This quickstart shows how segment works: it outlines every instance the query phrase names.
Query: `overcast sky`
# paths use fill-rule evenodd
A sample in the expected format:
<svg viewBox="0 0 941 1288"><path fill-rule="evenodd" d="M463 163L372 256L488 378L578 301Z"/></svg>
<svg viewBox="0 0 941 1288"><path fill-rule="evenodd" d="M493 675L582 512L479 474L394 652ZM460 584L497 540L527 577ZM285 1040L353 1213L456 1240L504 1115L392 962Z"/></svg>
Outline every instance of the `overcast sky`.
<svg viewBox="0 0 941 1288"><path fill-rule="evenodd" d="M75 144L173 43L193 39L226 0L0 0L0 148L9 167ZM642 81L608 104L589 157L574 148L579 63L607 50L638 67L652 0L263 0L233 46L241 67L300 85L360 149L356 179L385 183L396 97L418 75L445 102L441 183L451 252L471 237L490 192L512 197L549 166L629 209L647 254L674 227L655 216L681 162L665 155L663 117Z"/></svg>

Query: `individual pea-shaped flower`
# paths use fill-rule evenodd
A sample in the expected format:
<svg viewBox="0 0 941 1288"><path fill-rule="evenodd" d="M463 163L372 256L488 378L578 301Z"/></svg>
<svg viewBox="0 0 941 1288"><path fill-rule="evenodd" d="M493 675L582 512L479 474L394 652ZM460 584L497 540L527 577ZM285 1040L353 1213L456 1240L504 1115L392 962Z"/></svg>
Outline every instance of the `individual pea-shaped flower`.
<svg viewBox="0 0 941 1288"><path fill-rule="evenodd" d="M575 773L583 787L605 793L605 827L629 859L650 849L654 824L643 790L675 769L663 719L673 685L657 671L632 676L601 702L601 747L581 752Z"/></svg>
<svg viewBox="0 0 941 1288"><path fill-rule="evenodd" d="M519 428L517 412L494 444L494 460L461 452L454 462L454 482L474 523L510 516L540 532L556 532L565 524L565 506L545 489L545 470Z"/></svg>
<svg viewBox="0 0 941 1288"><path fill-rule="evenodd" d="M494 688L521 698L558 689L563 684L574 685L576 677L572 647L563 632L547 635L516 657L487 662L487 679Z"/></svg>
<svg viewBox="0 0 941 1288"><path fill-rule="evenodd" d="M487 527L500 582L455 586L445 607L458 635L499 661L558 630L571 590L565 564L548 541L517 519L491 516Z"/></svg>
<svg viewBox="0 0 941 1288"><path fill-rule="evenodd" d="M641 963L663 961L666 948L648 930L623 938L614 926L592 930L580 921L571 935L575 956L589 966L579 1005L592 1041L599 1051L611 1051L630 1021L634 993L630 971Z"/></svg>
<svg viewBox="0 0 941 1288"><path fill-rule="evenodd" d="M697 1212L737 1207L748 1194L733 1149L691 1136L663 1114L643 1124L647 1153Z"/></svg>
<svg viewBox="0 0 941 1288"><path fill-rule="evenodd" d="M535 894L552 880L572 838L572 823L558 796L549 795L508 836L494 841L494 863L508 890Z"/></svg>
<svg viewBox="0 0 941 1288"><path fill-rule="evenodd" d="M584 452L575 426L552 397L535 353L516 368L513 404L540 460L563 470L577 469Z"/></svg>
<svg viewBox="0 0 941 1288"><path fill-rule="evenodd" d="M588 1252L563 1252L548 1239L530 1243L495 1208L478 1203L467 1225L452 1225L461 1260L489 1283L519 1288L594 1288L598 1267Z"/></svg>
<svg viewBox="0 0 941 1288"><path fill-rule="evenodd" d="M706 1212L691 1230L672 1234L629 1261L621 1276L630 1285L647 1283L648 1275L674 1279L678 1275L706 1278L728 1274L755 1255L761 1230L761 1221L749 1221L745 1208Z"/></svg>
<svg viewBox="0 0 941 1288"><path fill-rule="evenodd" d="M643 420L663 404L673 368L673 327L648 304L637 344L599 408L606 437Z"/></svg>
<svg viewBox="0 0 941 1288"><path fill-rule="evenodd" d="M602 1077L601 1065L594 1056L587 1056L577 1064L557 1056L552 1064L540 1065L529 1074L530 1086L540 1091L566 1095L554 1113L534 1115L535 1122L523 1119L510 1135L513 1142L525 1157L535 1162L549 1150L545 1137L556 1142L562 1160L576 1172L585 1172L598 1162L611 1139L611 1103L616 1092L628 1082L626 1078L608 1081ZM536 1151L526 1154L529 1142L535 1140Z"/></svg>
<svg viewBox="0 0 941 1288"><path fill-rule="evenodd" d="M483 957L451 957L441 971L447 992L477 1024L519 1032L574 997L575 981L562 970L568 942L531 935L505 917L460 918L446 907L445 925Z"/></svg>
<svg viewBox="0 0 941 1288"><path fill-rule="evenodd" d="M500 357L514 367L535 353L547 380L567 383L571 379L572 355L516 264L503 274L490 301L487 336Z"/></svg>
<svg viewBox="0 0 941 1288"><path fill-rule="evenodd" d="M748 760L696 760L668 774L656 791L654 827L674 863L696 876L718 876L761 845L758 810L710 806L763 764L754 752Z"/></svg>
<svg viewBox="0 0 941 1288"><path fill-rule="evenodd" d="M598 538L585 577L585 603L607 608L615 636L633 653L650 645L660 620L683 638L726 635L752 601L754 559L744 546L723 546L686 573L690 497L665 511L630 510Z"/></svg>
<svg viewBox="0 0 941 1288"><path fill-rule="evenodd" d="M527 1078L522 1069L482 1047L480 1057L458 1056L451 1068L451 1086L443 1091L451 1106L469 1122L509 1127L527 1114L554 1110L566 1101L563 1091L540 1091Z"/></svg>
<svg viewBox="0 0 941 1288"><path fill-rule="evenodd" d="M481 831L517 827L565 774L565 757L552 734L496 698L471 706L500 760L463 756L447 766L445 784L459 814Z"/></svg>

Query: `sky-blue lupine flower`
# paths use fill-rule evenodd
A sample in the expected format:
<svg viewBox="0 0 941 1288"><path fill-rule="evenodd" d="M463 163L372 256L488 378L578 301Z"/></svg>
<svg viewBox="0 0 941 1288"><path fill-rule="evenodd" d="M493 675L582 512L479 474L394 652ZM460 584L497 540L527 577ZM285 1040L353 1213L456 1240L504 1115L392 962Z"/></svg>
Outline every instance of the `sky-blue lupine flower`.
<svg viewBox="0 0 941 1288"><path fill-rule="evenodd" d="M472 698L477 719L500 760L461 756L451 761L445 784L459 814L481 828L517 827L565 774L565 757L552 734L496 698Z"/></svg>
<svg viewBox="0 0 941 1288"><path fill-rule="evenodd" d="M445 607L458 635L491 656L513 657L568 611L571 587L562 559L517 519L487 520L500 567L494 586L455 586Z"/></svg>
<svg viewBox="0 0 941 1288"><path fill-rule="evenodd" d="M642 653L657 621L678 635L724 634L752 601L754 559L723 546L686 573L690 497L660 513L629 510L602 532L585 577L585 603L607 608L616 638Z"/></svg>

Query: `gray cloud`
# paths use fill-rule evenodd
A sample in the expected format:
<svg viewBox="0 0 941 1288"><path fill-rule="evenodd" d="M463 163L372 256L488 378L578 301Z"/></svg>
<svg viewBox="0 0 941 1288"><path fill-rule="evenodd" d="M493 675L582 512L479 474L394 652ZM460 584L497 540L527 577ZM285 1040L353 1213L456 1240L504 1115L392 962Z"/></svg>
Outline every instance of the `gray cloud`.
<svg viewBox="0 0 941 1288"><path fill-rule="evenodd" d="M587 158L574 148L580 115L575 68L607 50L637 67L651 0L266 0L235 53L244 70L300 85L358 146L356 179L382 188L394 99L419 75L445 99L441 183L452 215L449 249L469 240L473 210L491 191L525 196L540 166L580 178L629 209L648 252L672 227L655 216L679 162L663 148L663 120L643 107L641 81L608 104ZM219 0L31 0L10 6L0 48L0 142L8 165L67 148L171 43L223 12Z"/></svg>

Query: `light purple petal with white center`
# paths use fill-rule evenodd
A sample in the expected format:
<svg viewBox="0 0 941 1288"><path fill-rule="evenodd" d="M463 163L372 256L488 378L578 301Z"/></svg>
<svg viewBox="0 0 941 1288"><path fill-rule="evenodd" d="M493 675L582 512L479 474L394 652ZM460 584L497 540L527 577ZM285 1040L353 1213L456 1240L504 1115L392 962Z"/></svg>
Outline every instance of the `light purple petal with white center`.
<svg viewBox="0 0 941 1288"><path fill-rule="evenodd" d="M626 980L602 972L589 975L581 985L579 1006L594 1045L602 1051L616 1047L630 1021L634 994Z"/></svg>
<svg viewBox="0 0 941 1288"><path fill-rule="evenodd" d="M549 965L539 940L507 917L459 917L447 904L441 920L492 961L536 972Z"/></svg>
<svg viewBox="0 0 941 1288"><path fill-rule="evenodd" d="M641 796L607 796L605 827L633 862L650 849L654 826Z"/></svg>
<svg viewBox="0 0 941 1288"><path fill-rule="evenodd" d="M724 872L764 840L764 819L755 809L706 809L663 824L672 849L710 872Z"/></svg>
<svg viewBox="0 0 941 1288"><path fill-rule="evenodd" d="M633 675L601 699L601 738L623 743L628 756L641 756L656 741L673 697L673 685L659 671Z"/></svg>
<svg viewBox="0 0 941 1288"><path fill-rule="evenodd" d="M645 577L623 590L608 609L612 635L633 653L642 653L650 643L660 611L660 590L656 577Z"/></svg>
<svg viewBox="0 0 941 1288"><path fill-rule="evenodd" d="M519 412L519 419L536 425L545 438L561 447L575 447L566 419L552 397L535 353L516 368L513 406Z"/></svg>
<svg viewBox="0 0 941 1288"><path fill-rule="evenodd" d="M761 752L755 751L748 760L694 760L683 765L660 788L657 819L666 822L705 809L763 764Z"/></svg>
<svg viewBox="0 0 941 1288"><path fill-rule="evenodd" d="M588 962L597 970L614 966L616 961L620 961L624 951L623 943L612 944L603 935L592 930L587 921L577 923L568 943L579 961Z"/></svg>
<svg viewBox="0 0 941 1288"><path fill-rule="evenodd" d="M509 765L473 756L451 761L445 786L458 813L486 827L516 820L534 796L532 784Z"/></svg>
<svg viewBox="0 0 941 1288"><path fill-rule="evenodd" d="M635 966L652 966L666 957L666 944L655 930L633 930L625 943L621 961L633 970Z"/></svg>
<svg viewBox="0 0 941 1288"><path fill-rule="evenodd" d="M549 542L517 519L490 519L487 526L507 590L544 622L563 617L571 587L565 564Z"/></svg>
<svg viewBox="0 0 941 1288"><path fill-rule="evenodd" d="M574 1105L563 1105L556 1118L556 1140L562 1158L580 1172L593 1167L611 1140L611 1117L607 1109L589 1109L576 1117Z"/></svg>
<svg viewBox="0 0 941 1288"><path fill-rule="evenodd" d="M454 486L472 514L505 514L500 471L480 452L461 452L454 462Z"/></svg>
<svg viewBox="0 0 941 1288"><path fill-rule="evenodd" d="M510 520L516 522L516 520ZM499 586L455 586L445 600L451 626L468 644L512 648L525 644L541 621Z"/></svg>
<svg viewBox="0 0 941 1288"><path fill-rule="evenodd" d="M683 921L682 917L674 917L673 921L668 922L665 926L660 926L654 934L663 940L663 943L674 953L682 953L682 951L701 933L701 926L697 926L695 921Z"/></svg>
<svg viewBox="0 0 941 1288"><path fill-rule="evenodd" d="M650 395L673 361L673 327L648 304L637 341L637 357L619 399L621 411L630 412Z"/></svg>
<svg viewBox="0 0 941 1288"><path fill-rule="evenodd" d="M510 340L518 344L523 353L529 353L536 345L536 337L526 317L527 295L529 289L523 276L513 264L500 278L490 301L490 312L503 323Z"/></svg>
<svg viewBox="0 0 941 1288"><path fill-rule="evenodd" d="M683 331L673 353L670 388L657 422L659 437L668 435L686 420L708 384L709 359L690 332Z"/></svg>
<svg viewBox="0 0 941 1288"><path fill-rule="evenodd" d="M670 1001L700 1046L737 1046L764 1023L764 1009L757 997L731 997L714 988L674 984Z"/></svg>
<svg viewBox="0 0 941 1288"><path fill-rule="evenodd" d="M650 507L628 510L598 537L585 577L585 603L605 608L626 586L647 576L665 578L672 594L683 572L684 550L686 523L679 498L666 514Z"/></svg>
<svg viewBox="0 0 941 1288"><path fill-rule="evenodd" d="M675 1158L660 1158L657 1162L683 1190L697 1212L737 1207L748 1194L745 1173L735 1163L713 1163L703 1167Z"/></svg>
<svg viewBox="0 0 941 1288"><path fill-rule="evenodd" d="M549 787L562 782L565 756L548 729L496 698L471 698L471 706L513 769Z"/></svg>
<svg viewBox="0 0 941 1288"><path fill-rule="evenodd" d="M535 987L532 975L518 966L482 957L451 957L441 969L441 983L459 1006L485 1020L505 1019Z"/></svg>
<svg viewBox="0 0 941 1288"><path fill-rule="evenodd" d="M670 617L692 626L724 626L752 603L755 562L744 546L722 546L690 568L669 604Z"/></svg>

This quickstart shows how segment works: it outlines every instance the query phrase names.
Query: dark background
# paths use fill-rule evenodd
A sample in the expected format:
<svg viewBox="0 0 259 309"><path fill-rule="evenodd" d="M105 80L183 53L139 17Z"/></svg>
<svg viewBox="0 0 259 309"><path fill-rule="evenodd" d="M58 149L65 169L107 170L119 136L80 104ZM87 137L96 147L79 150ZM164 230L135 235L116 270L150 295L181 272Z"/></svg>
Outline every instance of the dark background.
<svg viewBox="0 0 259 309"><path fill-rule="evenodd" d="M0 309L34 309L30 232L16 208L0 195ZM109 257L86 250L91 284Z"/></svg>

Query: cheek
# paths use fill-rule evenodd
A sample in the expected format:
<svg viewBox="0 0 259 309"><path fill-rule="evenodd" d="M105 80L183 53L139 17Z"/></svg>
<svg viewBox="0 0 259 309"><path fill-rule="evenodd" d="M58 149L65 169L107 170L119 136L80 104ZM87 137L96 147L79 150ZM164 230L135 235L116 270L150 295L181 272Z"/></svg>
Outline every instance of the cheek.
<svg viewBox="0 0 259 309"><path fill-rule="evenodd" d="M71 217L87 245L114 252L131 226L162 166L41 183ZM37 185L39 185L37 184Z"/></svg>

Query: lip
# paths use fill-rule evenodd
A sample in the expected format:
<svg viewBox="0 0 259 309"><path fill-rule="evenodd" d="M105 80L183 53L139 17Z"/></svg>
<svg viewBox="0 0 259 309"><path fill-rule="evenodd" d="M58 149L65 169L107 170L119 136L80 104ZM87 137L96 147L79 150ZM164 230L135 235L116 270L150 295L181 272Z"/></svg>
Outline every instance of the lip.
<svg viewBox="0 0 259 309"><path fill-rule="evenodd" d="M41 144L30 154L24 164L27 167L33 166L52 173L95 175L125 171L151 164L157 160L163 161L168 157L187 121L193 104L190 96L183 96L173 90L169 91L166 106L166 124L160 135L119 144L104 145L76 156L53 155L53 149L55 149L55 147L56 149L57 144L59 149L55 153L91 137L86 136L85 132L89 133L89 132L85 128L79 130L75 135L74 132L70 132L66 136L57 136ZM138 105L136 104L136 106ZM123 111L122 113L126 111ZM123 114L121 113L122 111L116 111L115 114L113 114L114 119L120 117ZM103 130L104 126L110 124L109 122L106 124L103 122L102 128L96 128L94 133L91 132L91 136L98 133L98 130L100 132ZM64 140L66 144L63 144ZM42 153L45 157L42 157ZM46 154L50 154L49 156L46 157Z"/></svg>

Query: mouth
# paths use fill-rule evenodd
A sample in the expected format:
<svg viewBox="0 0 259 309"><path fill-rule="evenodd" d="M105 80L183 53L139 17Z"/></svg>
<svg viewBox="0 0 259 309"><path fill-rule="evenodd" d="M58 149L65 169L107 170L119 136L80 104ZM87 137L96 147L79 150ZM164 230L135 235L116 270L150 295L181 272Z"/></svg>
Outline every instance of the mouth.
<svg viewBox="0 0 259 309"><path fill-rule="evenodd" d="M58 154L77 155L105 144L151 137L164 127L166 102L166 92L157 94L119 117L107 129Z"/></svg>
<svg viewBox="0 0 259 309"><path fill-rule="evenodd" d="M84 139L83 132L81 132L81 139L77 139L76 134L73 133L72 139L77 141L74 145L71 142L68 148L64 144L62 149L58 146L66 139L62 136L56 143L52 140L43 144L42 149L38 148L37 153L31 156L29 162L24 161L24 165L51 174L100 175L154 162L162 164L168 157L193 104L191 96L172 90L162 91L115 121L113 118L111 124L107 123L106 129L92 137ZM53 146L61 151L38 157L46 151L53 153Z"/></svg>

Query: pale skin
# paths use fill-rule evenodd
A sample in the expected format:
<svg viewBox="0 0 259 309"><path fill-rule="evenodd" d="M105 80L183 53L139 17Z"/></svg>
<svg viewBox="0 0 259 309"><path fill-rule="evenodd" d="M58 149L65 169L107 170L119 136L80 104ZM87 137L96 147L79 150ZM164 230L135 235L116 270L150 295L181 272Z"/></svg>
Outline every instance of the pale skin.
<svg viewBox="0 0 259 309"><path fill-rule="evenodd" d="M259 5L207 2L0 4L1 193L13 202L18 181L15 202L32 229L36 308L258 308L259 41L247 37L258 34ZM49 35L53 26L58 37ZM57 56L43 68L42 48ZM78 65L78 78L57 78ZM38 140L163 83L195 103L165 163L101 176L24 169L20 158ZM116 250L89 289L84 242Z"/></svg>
++++++++++++++++++++
Write out the lines above, starting at the line that contains "Query: pale skin" and ending with the final line, and nothing else; copy them exactly.

Query: pale skin
# paths use fill-rule evenodd
A sample in the expected format:
<svg viewBox="0 0 259 309"><path fill-rule="evenodd" d="M105 80L183 53L139 17Z"/></svg>
<svg viewBox="0 0 259 309"><path fill-rule="evenodd" d="M58 149L65 169L107 170L119 136L80 104ZM87 137L96 147L79 150ZM164 230L135 235L116 270L150 295L181 272Z"/></svg>
Outline every instance of the pale skin.
<svg viewBox="0 0 259 309"><path fill-rule="evenodd" d="M259 5L207 2L0 4L1 193L13 202L18 181L15 202L32 229L36 308L258 308L259 41L247 37L258 34ZM49 35L53 26L58 37ZM57 56L43 68L42 48ZM78 65L78 78L57 78ZM38 140L163 83L195 103L165 163L101 176L24 169L20 158ZM116 250L89 289L84 242Z"/></svg>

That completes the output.